**RAW RECORDS**
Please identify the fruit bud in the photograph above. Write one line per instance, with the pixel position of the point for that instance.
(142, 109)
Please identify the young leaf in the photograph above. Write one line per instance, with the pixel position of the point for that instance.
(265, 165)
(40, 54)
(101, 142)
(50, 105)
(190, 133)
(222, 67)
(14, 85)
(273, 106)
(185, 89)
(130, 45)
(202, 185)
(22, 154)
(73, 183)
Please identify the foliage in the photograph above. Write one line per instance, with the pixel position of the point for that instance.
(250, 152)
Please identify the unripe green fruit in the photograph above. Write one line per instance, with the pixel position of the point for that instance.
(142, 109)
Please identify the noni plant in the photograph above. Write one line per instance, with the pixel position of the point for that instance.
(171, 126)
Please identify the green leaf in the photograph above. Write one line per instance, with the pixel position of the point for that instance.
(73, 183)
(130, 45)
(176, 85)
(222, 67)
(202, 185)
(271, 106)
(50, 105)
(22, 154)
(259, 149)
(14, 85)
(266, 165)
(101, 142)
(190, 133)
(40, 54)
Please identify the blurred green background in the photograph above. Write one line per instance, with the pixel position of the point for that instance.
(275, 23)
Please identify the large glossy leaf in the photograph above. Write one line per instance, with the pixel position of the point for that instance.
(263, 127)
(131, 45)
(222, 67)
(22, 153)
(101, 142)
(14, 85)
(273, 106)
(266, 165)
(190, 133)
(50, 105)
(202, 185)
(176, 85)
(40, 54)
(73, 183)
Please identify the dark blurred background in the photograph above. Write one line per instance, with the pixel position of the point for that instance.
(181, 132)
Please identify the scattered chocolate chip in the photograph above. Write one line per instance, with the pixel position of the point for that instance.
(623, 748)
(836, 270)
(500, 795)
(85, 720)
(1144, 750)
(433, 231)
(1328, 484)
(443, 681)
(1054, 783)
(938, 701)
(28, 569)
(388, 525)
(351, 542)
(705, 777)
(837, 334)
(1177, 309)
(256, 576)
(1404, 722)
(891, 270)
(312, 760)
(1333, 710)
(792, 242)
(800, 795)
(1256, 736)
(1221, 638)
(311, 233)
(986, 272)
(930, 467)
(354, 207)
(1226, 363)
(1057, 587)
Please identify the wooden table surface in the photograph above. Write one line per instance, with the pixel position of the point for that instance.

**AIM**
Give back exactly the lines from the line containing "Please identify the blurred" to the end of the entries, and no other lines.

**RESULT FOR THIS TASK**
Please identify the blurred green background in the photograph above. Write one line per instance, with the pixel position of the point for that instance.
(275, 23)
Please identify the large glossy leaf in the photograph above. Write one line per instance, with the pixel position of the point for that instance.
(263, 127)
(131, 45)
(222, 67)
(22, 153)
(101, 142)
(14, 85)
(273, 106)
(266, 165)
(190, 133)
(50, 105)
(202, 185)
(176, 85)
(40, 54)
(73, 183)
Please identify the dark blurred background in the photograph above. Write one line per instance, with the pixel position of the point for that instance.
(181, 132)
Please identify the scattered chocolate chip in the photograph above. Write one line per instance, with the pixel position of the point for that instance.
(623, 748)
(836, 270)
(500, 795)
(85, 720)
(1144, 750)
(433, 231)
(1328, 484)
(443, 681)
(1054, 783)
(938, 701)
(28, 569)
(388, 525)
(351, 542)
(705, 777)
(837, 334)
(1177, 309)
(256, 576)
(1404, 722)
(891, 270)
(312, 760)
(1333, 710)
(792, 242)
(800, 795)
(1256, 736)
(1221, 638)
(311, 233)
(986, 272)
(930, 467)
(354, 207)
(1226, 363)
(1057, 587)
Please identify the wooden table surface in the photograph above. Write one line per instance, with the pixel position of the point for that instance.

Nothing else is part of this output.